→ **EXCERPTED RECORDS**
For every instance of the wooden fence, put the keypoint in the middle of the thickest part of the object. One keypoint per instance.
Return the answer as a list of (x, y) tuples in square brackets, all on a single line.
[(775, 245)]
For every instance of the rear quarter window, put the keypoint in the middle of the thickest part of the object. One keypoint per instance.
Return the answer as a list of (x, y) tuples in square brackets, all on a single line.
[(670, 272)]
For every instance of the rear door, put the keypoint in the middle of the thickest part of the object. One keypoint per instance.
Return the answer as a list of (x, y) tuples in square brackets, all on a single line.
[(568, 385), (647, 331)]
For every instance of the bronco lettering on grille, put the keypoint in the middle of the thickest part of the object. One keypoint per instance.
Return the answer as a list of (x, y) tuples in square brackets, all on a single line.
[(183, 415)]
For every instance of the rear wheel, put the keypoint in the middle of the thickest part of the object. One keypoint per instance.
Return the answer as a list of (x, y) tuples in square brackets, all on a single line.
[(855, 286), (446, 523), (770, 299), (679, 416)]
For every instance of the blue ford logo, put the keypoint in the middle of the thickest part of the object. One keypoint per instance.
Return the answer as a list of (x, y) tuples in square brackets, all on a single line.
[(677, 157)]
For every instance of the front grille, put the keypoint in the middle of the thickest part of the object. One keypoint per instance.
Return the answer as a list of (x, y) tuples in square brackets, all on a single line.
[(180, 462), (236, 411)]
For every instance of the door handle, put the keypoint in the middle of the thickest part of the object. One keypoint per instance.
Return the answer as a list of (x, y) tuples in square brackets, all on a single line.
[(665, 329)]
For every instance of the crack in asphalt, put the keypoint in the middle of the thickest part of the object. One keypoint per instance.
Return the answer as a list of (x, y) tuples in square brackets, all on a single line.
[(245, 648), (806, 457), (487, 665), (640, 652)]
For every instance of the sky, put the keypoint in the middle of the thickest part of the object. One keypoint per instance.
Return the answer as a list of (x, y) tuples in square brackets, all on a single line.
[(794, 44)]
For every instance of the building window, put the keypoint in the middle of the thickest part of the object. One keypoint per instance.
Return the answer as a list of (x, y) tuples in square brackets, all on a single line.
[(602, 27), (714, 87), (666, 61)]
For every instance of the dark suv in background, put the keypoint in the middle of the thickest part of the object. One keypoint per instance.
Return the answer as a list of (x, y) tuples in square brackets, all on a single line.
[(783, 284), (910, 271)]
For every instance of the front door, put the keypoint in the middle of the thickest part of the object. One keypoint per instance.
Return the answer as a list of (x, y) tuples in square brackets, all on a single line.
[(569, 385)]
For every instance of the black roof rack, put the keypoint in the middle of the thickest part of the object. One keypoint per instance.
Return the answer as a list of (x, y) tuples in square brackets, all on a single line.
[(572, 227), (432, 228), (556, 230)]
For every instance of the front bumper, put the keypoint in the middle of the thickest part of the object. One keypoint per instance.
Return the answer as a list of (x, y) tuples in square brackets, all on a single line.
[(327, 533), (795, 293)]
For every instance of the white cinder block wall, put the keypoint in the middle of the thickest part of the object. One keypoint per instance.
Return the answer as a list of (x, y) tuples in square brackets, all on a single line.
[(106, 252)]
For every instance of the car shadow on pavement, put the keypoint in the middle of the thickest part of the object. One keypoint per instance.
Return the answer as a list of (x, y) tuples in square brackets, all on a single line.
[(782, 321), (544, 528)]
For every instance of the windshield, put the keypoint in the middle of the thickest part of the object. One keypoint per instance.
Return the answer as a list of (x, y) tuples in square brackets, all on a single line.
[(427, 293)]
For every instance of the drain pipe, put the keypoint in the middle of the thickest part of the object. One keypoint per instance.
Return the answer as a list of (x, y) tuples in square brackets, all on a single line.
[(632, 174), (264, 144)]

→ **YOUR GOAL**
Lines that contain "rear" should be pulled from the entries above and reported.

→ **ANSWER BOX**
For every instance of the rear quarter window, put the keypoint in the middle of the thickest part of the object. One keypoint per instance.
For every instance of the rear door, put the keypoint in the middle of the thickest part of the object. One keypoint per instance.
For every instance of the rear wheel, put the keypoint in the middle of the thickest part of the object. One keypoint per instance.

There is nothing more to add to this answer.